[Detalhes do exercício] No texto sobre autoconhecimento e mitos gregos, a quem a ninfa Eco recorre depois de ter seu amor desprezado por Narciso?

[Texto fornecido]
◆ ◆ ◆ ◆ ◆ ◆ ◆

Por Juliana Mello – RJ
“Há de se
falar, mas também entrar em contato com algo que está além do organismo
desorganizado, que é o Ser profundo dessa pessoa”. (LELOUP, 2021, pg. 28)
Muitas pessoas procuram
atendimento com queixas específicas, mas no decorrer do percurso percebem que
precisam melhorar seu autoconhecimento, desenvolvendo a capacidade de olhar
verdadeiramente para si e aprimorar seus questionamentos sobre seus sentimentos,
pensamentos e comportamentos diante das diversas situações da vida.
Desenvolver o autoconhecimento é
importante, pois nos faz repensar sobre nossos padrões de funcionamento, nossas
crenças e nos traz a opção de escolher fazer diferente, a partir do momento que
tomamos consciência de quem somos, do que queremos, gostamos. Nos traz de volta
ao nosso processo de individuação, nos possibilitando ressignificar o que nos
incomoda, limita e paralisa.
Como repertório para nossa
autoanálise, neste texto quero referenciar dois mitos Gregos, que manifestam
simbolicamente nossos padrões disfuncionais e, muitas vezes, rígidos.
“E que o tempo
seja o grande devorador até das coisas essenciais, pois a tudo devora, mas a
memória dos mitos nos preservará”. (VASQUES, 2015, pg 6)
Mito de Narciso
Da mitologia grega, Narciso era
um caçador, que fascinado pela própria beleza, desprezava todas as
pretendentes. Ele preferia viver só, pois não encontrava ninguém à altura que
pudesse corresponder ao seu amor. Uma ninfa, chamada Eco, ao ter seu amor
desprezado, procura a deusa da Vingança Nêmesis, que lança sobre ele a maldição
de que que se apaixonará, mas não será correspondido.
Ao ser atraído, pela ninfa Eco
para uma fonte, viu seu reflexo na água cristalina e ficou completamente
encantando pelo que viu. Não percebeu que a imagem era seu próprio reflexo e
não conseguindo possui-la, passou dias sem comer e nem beber admirando a imagem
na fonte, e morreu.

◆ ◆ ◆ ◆ ◆ ◆ ◆

[Dados de origem]
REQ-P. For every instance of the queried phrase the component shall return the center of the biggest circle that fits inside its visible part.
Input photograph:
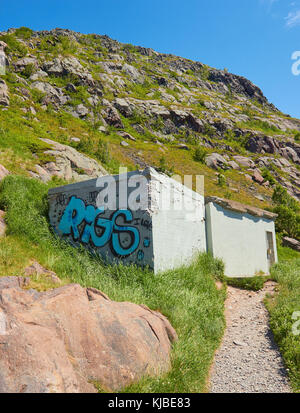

◆ ◆ ◆ ◆ ◆ ◆ ◆

[Resultado da tarefa] À deusa da Vingança, Nêmesis.